[[ Excerpted text open ]]

Housing has always been a challenge for me, too. It's expensive, but what I've found to work well is to set up enough of those cheap bunk-houses to accommodate 100% of my population, and then start building regular (no electricity) houses, so that people have something to earn. I then strategically place decent (again, no electricity) apartment buildings close to my main centers of commerce/industry. When enough people have moved where I want them to move, I start cutting back on the bunks.
I also intentionally do my best to ignore mining, unless it's gold. Leftover iron and bauxite mines are great to fall back on, if I really get into an economic crunch, and oil is well and good, at the end of the game, but pineapple, coffee, sugar, and other processible produce are where the sustainable money's at.
Mines also create a lot of pollution, and I like to avoid much of that, because tourism can be sustainable and profitable, too. If the tourist trade doesn't work out, I can always fall back on fine furniture (things to fall back on are good).

[[ Excerpted text closed ]]

Work task 1 » Summarize the strategy post in two sentences.
Work task 2 » Translate this sentence from the strategy post into Spanish: "Mines also create a lot of pollution, and I like to avoid much of that, because tourism can be sustainable and profitable, too."
The records that come next have no connection to the strategy post above.

[[ Raw data open ]]

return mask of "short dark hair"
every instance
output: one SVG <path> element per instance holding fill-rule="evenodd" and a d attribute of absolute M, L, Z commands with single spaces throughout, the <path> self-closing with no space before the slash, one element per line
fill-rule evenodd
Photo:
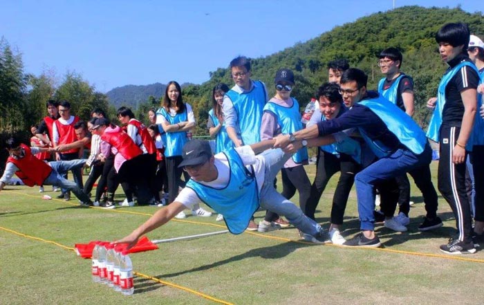
<path fill-rule="evenodd" d="M 250 59 L 245 56 L 238 56 L 230 62 L 230 69 L 234 66 L 243 66 L 245 67 L 247 71 L 250 71 Z"/>
<path fill-rule="evenodd" d="M 316 97 L 317 100 L 322 96 L 325 97 L 332 103 L 343 102 L 343 97 L 339 94 L 339 86 L 334 82 L 326 82 L 317 89 Z"/>
<path fill-rule="evenodd" d="M 59 106 L 62 106 L 64 108 L 67 108 L 68 109 L 71 109 L 71 103 L 67 102 L 66 100 L 63 100 L 61 102 L 59 102 Z"/>
<path fill-rule="evenodd" d="M 380 55 L 378 55 L 378 58 L 382 59 L 385 57 L 389 58 L 393 62 L 396 62 L 397 60 L 399 61 L 400 64 L 398 64 L 398 68 L 400 68 L 400 67 L 402 66 L 403 55 L 402 55 L 402 52 L 400 52 L 398 48 L 392 46 L 383 50 L 380 53 Z"/>
<path fill-rule="evenodd" d="M 340 70 L 343 72 L 350 68 L 348 60 L 344 58 L 339 58 L 328 63 L 328 69 Z"/>
<path fill-rule="evenodd" d="M 129 118 L 134 118 L 134 113 L 133 113 L 131 109 L 124 106 L 118 109 L 118 116 L 119 117 L 120 115 L 129 116 Z"/>
<path fill-rule="evenodd" d="M 80 128 L 87 130 L 87 124 L 86 124 L 86 122 L 79 121 L 74 124 L 74 129 L 79 129 Z"/>
<path fill-rule="evenodd" d="M 53 106 L 55 107 L 58 107 L 59 103 L 55 100 L 49 100 L 46 103 L 46 108 L 48 107 L 49 106 Z"/>
<path fill-rule="evenodd" d="M 464 46 L 463 51 L 466 52 L 469 39 L 469 26 L 463 22 L 447 24 L 436 34 L 436 41 L 438 44 L 447 42 L 454 47 Z"/>
<path fill-rule="evenodd" d="M 359 68 L 350 68 L 341 75 L 339 84 L 346 84 L 350 82 L 356 82 L 358 88 L 366 87 L 368 82 L 368 75 Z"/>
<path fill-rule="evenodd" d="M 93 114 L 102 114 L 103 117 L 106 118 L 106 113 L 104 112 L 104 110 L 102 110 L 100 108 L 96 108 L 95 109 L 91 111 L 91 116 L 93 116 Z"/>
<path fill-rule="evenodd" d="M 11 136 L 7 140 L 6 140 L 5 144 L 7 147 L 7 149 L 15 149 L 17 148 L 19 148 L 19 147 L 21 144 L 21 142 L 20 141 L 20 139 L 19 139 L 17 137 Z"/>

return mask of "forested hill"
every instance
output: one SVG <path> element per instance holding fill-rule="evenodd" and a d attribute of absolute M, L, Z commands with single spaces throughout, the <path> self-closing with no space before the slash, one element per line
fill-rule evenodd
<path fill-rule="evenodd" d="M 482 13 L 470 14 L 458 8 L 406 6 L 360 18 L 305 43 L 266 57 L 252 59 L 252 78 L 264 82 L 269 93 L 273 95 L 276 71 L 282 67 L 293 69 L 297 84 L 292 96 L 302 107 L 317 86 L 327 81 L 326 65 L 336 58 L 346 58 L 351 66 L 366 72 L 369 89 L 375 89 L 382 77 L 377 66 L 378 55 L 384 48 L 395 46 L 403 53 L 402 71 L 411 75 L 415 82 L 415 118 L 422 124 L 424 119 L 429 118 L 423 105 L 429 97 L 435 95 L 446 68 L 438 56 L 435 34 L 444 24 L 456 21 L 467 23 L 472 33 L 484 37 Z M 210 80 L 203 84 L 189 86 L 183 90 L 185 100 L 191 103 L 196 111 L 198 133 L 206 133 L 203 127 L 213 86 L 219 82 L 230 86 L 233 84 L 228 68 L 219 68 L 210 75 Z"/>

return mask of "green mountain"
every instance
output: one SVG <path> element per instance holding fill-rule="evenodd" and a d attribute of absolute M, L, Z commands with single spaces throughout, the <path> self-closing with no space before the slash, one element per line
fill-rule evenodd
<path fill-rule="evenodd" d="M 376 89 L 382 77 L 377 66 L 378 55 L 384 48 L 394 46 L 403 53 L 402 71 L 415 82 L 416 120 L 425 124 L 429 120 L 425 104 L 434 96 L 446 65 L 438 56 L 435 34 L 444 24 L 463 21 L 472 33 L 484 36 L 484 16 L 456 8 L 425 8 L 406 6 L 379 12 L 355 22 L 337 26 L 331 31 L 304 43 L 297 44 L 275 54 L 252 59 L 252 76 L 264 82 L 270 95 L 275 93 L 273 80 L 280 68 L 295 71 L 296 87 L 292 96 L 302 108 L 316 89 L 327 81 L 326 65 L 336 58 L 346 58 L 353 67 L 369 75 L 368 87 Z M 228 66 L 228 63 L 227 63 Z M 183 90 L 184 100 L 190 103 L 198 119 L 197 134 L 206 134 L 207 111 L 211 107 L 211 91 L 220 82 L 233 84 L 228 68 L 210 73 L 210 80 L 201 85 L 188 86 Z"/>

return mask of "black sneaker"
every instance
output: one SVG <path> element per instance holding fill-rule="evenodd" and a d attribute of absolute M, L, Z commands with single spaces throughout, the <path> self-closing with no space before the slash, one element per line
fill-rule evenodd
<path fill-rule="evenodd" d="M 102 203 L 100 205 L 101 207 L 103 209 L 106 210 L 112 210 L 114 209 L 115 207 L 114 206 L 114 203 L 113 203 L 111 201 L 106 201 L 105 203 Z"/>
<path fill-rule="evenodd" d="M 443 223 L 442 223 L 442 220 L 439 217 L 436 217 L 433 219 L 430 219 L 428 217 L 425 217 L 425 219 L 424 220 L 423 223 L 422 223 L 419 227 L 418 227 L 418 230 L 419 231 L 429 231 L 430 230 L 434 230 L 438 228 L 440 228 L 441 226 L 444 225 Z"/>
<path fill-rule="evenodd" d="M 304 239 L 305 241 L 314 243 L 328 243 L 331 242 L 331 239 L 329 238 L 328 232 L 322 229 L 315 235 L 300 232 L 299 236 Z"/>
<path fill-rule="evenodd" d="M 385 215 L 381 211 L 373 211 L 373 217 L 375 217 L 375 223 L 382 223 L 385 221 Z"/>
<path fill-rule="evenodd" d="M 376 236 L 372 239 L 367 239 L 362 232 L 351 239 L 347 240 L 343 243 L 343 246 L 348 247 L 378 248 L 380 247 L 381 244 L 380 239 Z"/>
<path fill-rule="evenodd" d="M 476 252 L 476 248 L 472 241 L 465 243 L 451 238 L 449 239 L 449 243 L 440 246 L 440 251 L 449 255 L 472 254 Z"/>
<path fill-rule="evenodd" d="M 93 201 L 86 201 L 86 202 L 82 202 L 81 206 L 82 206 L 82 207 L 92 207 L 92 206 L 94 206 L 94 204 L 93 204 Z"/>

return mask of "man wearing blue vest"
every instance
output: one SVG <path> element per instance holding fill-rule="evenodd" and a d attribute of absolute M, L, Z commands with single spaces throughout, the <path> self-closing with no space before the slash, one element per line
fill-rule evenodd
<path fill-rule="evenodd" d="M 222 111 L 227 133 L 234 146 L 239 147 L 261 140 L 263 109 L 269 96 L 264 83 L 250 79 L 248 58 L 239 56 L 232 59 L 230 72 L 235 85 L 224 95 Z M 253 220 L 248 230 L 257 230 Z"/>
<path fill-rule="evenodd" d="M 186 187 L 175 201 L 158 210 L 131 234 L 115 241 L 135 245 L 144 234 L 162 225 L 180 211 L 201 201 L 223 219 L 229 231 L 243 233 L 259 205 L 285 216 L 306 241 L 328 242 L 327 232 L 301 209 L 274 188 L 274 178 L 290 158 L 281 149 L 268 149 L 275 140 L 230 148 L 213 156 L 208 141 L 193 140 L 183 147 L 180 167 L 190 175 Z M 256 154 L 262 154 L 256 156 Z"/>
<path fill-rule="evenodd" d="M 476 194 L 474 201 L 474 242 L 481 247 L 484 246 L 484 118 L 478 110 L 483 107 L 483 91 L 484 88 L 484 42 L 476 35 L 471 35 L 467 46 L 469 58 L 479 71 L 479 86 L 477 90 L 477 109 L 474 128 L 469 140 L 472 142 L 470 161 L 474 169 Z M 481 89 L 481 90 L 479 90 Z"/>
<path fill-rule="evenodd" d="M 377 160 L 355 177 L 362 232 L 343 245 L 378 247 L 373 210 L 375 186 L 408 172 L 428 166 L 432 151 L 425 133 L 394 104 L 378 93 L 366 90 L 368 76 L 357 68 L 346 70 L 341 77 L 339 93 L 351 108 L 339 118 L 318 122 L 306 129 L 276 138 L 275 147 L 355 128 L 377 157 Z M 419 177 L 420 178 L 420 177 Z M 436 217 L 429 214 L 427 217 Z"/>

[[ Raw data closed ]]

Answer box 1 » The writer first builds cheap bunk-houses for the whole population, then adds houses and apartment buildings without electricity near the main commercial and industrial centers, and cuts back on the bunks once people have moved where the writer wants. The writer mostly ignores mining except gold, since mines create pollution and processible produce such as pineapple, coffee, and sugar gives more sustainable income, with tourism and fine furniture as further options.

Answer box 2 » Las minas también generan mucha contaminación, y me gusta evitar gran parte de ella, porque el turismo también puede ser sostenible y rentable.